- **What is being asked**
Reproduce the rows character for character, starting at the very first line and ending with the line that contains "173), (93, 157)]".

Outlines of labeled areas:
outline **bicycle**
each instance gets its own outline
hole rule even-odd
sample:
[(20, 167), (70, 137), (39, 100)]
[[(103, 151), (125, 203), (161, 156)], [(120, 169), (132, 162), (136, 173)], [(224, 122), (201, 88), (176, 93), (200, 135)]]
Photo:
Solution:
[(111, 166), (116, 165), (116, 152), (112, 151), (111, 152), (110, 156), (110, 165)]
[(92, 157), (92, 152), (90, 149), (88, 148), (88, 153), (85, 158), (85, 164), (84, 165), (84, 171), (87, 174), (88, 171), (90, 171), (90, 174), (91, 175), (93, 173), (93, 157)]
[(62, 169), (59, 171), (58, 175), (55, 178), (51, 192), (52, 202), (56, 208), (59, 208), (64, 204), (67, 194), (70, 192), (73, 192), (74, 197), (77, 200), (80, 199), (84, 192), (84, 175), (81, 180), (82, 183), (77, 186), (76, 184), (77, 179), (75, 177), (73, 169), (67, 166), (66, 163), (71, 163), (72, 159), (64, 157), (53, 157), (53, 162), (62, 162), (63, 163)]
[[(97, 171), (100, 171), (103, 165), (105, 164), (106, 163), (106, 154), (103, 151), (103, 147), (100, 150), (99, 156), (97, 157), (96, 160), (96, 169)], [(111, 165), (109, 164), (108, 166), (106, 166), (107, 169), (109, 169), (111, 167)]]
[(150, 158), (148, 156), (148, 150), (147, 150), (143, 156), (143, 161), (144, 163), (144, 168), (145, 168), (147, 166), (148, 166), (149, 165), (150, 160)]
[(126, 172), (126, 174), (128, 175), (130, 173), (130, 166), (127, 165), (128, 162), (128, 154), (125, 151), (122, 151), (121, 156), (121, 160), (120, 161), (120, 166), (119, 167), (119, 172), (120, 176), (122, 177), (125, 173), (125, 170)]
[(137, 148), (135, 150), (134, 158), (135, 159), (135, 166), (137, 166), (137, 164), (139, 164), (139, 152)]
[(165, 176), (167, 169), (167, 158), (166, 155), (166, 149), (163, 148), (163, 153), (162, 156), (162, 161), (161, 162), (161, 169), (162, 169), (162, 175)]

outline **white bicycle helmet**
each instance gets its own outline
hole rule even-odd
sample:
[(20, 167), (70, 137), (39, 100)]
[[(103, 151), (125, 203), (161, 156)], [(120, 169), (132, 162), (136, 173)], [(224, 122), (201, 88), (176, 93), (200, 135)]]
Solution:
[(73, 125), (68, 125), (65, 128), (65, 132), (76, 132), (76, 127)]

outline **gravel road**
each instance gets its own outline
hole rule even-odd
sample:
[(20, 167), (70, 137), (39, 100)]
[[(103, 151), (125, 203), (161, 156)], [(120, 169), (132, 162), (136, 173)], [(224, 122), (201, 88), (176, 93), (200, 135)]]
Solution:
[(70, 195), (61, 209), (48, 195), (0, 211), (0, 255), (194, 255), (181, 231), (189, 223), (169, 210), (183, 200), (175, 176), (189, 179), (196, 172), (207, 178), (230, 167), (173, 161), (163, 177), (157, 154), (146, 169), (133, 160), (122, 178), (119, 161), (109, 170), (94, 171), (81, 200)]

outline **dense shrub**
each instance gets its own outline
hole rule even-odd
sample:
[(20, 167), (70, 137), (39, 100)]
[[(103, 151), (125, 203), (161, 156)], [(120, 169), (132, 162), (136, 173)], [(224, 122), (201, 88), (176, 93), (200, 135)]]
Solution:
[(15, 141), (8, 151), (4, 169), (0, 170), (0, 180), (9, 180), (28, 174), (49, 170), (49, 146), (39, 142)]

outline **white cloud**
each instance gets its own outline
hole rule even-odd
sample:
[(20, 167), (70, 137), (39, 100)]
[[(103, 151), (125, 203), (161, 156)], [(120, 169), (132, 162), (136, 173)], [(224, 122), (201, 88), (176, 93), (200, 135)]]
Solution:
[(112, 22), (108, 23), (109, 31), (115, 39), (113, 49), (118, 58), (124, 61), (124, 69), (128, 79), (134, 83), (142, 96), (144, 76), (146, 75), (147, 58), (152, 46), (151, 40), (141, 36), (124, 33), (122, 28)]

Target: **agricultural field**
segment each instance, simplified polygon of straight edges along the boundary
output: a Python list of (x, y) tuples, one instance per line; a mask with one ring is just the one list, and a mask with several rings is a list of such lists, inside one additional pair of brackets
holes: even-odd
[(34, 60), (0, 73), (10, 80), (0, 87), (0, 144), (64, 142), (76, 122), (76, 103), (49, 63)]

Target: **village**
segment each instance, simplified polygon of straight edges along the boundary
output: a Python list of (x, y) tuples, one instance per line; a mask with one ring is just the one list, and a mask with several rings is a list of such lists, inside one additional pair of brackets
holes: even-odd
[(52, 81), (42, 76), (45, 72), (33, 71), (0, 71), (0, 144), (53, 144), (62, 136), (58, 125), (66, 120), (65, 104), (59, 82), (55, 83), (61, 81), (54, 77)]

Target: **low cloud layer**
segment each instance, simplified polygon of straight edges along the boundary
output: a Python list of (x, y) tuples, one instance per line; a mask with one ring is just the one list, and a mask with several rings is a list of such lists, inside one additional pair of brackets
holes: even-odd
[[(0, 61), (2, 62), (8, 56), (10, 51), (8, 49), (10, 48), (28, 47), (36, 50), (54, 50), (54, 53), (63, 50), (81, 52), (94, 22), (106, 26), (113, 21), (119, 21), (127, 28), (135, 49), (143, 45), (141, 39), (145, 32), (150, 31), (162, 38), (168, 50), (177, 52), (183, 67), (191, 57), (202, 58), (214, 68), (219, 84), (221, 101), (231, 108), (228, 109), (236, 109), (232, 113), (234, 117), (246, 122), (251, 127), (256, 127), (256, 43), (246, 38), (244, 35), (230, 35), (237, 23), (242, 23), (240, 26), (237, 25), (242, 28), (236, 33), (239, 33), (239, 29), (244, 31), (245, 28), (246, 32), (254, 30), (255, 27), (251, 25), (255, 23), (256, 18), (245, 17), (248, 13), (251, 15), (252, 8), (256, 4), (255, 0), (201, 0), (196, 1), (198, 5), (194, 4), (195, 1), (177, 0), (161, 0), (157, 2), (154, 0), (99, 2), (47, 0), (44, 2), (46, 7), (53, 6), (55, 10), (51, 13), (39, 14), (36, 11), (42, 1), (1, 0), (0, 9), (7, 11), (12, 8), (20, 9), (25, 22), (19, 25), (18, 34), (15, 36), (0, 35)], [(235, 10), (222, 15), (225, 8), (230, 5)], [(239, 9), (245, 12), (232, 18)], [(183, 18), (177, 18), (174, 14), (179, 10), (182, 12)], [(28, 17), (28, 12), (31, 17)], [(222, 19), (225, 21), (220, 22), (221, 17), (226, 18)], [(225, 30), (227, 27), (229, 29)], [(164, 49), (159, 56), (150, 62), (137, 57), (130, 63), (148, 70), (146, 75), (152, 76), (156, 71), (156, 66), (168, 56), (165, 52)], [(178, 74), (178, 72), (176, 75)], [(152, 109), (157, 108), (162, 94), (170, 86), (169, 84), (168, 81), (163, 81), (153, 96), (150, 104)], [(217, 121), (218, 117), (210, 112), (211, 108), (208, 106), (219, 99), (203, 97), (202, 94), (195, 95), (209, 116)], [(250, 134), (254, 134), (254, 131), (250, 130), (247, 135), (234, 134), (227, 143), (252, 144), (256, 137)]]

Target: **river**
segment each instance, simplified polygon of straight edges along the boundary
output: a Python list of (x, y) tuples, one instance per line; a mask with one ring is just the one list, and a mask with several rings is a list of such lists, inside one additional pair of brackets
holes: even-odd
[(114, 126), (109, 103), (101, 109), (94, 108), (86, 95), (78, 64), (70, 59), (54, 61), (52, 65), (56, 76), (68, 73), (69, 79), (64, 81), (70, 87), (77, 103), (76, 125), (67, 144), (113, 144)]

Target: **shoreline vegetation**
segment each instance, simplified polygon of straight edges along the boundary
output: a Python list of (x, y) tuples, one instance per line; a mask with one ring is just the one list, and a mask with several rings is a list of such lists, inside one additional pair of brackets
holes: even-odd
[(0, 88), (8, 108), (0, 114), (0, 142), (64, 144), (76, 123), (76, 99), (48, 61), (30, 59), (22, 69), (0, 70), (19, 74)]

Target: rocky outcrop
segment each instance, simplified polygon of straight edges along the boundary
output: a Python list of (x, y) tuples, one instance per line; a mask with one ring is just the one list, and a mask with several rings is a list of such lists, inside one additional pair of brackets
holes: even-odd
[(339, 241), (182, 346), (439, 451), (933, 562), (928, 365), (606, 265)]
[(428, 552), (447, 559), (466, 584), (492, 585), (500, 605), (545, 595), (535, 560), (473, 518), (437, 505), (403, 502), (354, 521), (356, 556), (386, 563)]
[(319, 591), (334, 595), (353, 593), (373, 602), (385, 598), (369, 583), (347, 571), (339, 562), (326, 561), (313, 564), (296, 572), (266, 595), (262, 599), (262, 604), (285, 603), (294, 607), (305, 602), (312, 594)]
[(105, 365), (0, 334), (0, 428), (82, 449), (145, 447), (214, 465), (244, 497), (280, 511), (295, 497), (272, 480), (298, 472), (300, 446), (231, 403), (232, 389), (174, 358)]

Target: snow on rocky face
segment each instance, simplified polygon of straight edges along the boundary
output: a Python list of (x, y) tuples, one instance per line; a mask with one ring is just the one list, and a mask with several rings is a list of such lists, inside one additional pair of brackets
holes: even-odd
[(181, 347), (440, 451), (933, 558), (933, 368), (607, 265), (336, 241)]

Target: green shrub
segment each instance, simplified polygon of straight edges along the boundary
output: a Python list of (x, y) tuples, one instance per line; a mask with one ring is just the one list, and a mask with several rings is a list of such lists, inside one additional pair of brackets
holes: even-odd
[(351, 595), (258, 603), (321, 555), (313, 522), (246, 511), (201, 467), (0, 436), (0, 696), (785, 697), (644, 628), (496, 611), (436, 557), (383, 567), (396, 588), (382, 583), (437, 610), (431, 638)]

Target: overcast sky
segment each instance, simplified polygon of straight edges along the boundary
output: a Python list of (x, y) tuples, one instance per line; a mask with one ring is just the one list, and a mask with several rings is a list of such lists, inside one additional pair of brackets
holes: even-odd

- **Reply to the task**
outline **bicycle**
each instance gets its own outline
hole rule even-odd
sample:
[(20, 167), (70, 137), (39, 100)]
[[(103, 151), (125, 203), (161, 156)], [(120, 169), (132, 162), (136, 173)], [(224, 122), (201, 88), (176, 93), (200, 135)]]
Photo:
Solution:
[(111, 166), (116, 165), (116, 152), (112, 151), (111, 152), (110, 156), (110, 165)]
[(92, 157), (92, 152), (90, 149), (88, 148), (88, 153), (85, 158), (85, 164), (84, 165), (84, 171), (87, 174), (88, 171), (90, 171), (90, 174), (91, 175), (93, 173), (93, 157)]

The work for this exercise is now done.